跳转: ldm.modules.ema.LitEma: ▼

import torch
from torch import nn


class LitEma(nn.Module): #继承自传入的nn.Module
    def __init__(self, model, decay=0.9999, use_num_upates=True):
        super().__init__()
        if decay < 0.0 or decay > 1.0:
            raise ValueError('Decay must be between 0 and 1')

        self.m_name2s_name = {}#用于存储模型参数名称到缓冲区名称的映射
        self.register_buffer('decay', torch.tensor(decay, dtype=torch.float32))
        self.register_buffer('num_updates', torch.tensor(0,dtype=torch.int) if use_num_upates
                             else torch.tensor(-1,dtype=torch.int))

        # 注册模型参数
        for name, p in model.named_parameters():# 遍历模型参数,名称
            if p.requires_grad: #训练时
                #remove as '.'-character is not allowed in buffers
                s_name = name.replace('.','') #去掉参数名称中的点，因为点在 PyTorch 中不允许用作缓冲区名称。
                # 添加新参数名称 到 参数值映射
                self.m_name2s_name.update({name:s_name})

### 待办事项
A - 在 LitEma 代码中，参数 decay 的默认值是多少？
B - 在清单中，从含有“outline --target=dark painted”的那一行起直到清单末尾（首尾两行都包括），把“wall base”改为“skirting board”，其余内容保持不变，只给出这几行。
上面的 LitEma 代码与后面的清单是两份互不相关的材料。

### 输入清单
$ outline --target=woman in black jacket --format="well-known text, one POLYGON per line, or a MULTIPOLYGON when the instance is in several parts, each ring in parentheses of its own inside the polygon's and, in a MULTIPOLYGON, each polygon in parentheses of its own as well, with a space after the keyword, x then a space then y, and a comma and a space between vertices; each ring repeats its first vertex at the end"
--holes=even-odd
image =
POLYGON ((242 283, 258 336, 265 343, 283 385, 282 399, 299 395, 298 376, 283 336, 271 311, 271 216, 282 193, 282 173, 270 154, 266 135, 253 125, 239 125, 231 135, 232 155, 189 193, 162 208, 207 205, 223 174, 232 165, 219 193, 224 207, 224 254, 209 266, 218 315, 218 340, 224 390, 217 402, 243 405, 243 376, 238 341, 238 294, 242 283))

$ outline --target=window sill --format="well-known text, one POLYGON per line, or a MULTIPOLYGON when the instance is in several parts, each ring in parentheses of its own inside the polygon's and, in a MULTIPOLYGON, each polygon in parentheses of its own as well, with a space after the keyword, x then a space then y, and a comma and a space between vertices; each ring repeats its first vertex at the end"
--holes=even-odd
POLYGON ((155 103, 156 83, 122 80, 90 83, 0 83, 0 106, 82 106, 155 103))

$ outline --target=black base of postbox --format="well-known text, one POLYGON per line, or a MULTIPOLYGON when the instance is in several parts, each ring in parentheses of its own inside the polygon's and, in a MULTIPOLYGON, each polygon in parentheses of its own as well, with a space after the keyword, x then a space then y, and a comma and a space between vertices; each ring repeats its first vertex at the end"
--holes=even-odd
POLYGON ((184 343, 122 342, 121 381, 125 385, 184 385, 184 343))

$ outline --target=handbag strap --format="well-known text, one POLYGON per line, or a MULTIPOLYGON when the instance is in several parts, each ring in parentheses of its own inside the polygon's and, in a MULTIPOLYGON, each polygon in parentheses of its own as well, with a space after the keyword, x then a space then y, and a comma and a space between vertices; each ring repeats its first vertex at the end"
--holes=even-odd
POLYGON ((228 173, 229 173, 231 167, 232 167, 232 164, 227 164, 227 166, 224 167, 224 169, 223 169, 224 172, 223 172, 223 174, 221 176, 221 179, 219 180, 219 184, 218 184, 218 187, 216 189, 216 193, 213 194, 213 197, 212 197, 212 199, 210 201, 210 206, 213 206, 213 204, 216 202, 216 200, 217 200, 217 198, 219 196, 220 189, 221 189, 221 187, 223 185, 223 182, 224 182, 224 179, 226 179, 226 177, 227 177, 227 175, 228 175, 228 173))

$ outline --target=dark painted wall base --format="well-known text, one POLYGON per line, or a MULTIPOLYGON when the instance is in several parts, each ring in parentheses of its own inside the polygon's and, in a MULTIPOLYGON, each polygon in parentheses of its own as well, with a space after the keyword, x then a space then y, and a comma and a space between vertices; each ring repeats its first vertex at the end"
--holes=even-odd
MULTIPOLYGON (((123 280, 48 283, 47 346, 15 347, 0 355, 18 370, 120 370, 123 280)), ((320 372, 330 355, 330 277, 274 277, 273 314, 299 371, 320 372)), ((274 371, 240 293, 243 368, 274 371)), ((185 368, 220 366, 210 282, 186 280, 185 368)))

### 逐项结果
A - 0.9999

B -
$ outline --target=dark painted skirting board --format="well-known text, one POLYGON per line, or a MULTIPOLYGON when the instance is in several parts, each ring in parentheses of its own inside the polygon's and, in a MULTIPOLYGON, each polygon in parentheses of its own as well, with a space after the keyword, x then a space then y, and a comma and a space between vertices; each ring repeats its first vertex at the end"
--holes=even-odd
MULTIPOLYGON (((123 280, 48 283, 47 346, 15 347, 0 355, 18 370, 120 370, 123 280)), ((320 372, 330 355, 330 277, 274 277, 273 314, 299 371, 320 372)), ((274 371, 240 293, 243 368, 274 371)), ((185 368, 220 366, 210 282, 186 280, 185 368)))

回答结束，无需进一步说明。